Collected data entries
******

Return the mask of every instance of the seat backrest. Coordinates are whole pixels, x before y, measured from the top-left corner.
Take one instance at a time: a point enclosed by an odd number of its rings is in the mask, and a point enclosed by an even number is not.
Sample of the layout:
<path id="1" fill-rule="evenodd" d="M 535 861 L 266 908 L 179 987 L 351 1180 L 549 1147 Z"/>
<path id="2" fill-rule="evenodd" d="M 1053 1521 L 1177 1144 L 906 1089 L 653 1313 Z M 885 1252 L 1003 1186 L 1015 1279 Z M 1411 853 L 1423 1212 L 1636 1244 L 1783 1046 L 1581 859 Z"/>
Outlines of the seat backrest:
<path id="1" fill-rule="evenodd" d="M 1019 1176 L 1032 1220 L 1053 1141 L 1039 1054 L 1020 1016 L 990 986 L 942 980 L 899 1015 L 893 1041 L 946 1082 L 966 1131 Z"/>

******

**Exercise instructions:** Filter the records for lines holding the string "instance". Copy each one.

**Answer area:**
Return the mask of every instance of the seat backrest. Coordinates are whole pixels, x before y, measured from the top-left corner.
Take one instance at a time: a point enclosed by an odd number of its rings is in the mask, and a point enclosed by an even number is not.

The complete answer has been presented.